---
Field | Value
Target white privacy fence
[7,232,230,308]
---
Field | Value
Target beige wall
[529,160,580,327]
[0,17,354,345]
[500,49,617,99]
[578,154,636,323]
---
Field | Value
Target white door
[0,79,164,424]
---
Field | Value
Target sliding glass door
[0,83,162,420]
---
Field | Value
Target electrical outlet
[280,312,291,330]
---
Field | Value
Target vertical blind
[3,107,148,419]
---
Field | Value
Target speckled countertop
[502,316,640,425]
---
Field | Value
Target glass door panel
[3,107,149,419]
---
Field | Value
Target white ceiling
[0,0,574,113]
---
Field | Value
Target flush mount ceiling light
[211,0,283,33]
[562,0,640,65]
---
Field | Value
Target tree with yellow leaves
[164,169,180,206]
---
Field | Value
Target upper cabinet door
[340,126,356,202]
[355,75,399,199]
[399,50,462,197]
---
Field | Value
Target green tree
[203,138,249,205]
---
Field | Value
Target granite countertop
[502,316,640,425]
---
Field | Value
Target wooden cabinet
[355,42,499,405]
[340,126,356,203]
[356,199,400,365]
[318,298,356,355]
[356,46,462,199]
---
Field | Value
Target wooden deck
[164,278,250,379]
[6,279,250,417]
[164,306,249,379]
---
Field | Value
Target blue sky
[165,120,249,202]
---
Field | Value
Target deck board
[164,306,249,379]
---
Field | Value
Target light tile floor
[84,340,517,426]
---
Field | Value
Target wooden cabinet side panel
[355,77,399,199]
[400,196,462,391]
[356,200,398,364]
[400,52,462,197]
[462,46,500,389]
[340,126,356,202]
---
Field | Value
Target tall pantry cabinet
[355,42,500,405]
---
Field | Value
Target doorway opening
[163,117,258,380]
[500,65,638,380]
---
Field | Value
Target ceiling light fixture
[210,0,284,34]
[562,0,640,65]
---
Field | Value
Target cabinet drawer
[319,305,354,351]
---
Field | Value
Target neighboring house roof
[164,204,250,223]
- - -
* _WORK REQUIRED_
Locate each line in the data above that contains the string "panel", treating uppercase and lowercase letters as distinct, and copy every such line.

* _ANSWER_
Target glass door panel
Target wooden cabinet side panel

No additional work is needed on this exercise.